» **About this exercise**
Repeat word for word the part of the Garuda Shield 2017 text starting with "The exercise involved" and going on through "US Army Aviation.".

» **Page text**
———

The Indonesian Army and the United States Army held the Garuda Shield 2017 in two different training locations, 310th Battalion Infantry Base (Mayonif 310/KK") Cikembar, and Kostrad Cibenda Training Area, Sukabumi, West Java, for 11 days from 18 to 29 September 2017. The exercise led by Maj. Gen. Arthur J. Logan, Hawaii Adjutant General and Brig. Gen. Joko Putranto, Chief of Staff, Kostrad 1st Infantry Division.

The exercise involved 732 personnel from the Indonesian Army from the 303rd Para Raider Infantry Battalion (Yonif 303/SSM), 13th Raider Infantry Brigade (Brigif 13/1) assigned to Kostrad 1st Infantry Division and Army Aviation (Penerbad), together with the US Army from the United States Army Pacific (USARPAC); and 103rd Infantry Division; and US Army Aviation.

———

» **Information supplied**
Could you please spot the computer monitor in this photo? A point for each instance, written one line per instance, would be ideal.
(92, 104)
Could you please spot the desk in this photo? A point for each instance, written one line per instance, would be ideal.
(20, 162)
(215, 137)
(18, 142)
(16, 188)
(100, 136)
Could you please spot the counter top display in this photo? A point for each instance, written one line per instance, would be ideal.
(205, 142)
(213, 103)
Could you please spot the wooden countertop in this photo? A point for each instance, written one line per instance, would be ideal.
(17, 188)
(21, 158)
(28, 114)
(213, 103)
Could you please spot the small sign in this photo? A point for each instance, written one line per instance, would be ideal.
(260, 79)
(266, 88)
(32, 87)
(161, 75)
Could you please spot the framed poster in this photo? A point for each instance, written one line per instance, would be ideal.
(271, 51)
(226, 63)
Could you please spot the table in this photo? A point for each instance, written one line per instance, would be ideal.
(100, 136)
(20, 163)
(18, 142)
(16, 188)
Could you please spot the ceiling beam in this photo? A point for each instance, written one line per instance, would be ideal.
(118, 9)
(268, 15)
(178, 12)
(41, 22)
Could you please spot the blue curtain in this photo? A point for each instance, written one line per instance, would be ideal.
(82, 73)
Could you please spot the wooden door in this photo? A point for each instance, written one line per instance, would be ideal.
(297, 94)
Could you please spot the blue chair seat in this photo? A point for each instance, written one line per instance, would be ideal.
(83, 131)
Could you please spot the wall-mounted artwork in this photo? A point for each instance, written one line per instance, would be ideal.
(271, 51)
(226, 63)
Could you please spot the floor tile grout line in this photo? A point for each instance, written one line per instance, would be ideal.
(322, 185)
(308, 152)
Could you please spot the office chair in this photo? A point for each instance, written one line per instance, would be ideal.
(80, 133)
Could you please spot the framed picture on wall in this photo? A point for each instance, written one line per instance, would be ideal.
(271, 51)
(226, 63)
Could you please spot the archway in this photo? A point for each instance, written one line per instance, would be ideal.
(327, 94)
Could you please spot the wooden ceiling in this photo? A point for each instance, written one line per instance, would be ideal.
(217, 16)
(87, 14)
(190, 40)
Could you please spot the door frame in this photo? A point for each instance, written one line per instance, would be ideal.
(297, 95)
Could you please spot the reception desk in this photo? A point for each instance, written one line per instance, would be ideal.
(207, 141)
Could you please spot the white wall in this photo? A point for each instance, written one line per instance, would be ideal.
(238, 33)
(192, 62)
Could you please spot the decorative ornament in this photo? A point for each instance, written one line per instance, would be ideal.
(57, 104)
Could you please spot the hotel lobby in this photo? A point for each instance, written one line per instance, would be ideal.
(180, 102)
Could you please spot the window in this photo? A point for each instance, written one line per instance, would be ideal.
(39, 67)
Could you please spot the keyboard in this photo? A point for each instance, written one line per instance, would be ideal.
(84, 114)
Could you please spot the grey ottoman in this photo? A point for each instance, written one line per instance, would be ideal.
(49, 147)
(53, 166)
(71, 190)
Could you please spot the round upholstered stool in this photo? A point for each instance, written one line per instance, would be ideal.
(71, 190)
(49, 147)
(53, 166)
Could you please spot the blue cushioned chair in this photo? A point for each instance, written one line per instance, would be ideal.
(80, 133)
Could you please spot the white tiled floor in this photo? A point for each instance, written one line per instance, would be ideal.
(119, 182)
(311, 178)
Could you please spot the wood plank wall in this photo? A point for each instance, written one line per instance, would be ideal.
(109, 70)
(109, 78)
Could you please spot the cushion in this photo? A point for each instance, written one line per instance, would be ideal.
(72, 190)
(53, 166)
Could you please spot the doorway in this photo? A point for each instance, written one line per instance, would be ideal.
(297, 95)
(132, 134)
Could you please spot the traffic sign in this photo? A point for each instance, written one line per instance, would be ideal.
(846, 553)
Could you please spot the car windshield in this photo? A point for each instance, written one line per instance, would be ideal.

———

» **Response area**
The exercise involved 732 personnel from the Indonesian Army from the 303rd Para Raider Infantry Battalion (Yonif 303/SSM), 13th Raider Infantry Brigade (Brigif 13/1) assigned to Kostrad 1st Infantry Division and Army Aviation (Penerbad), together with the US Army from the United States Army Pacific (USARPAC); and 103rd Infantry Division; and US Army Aviation.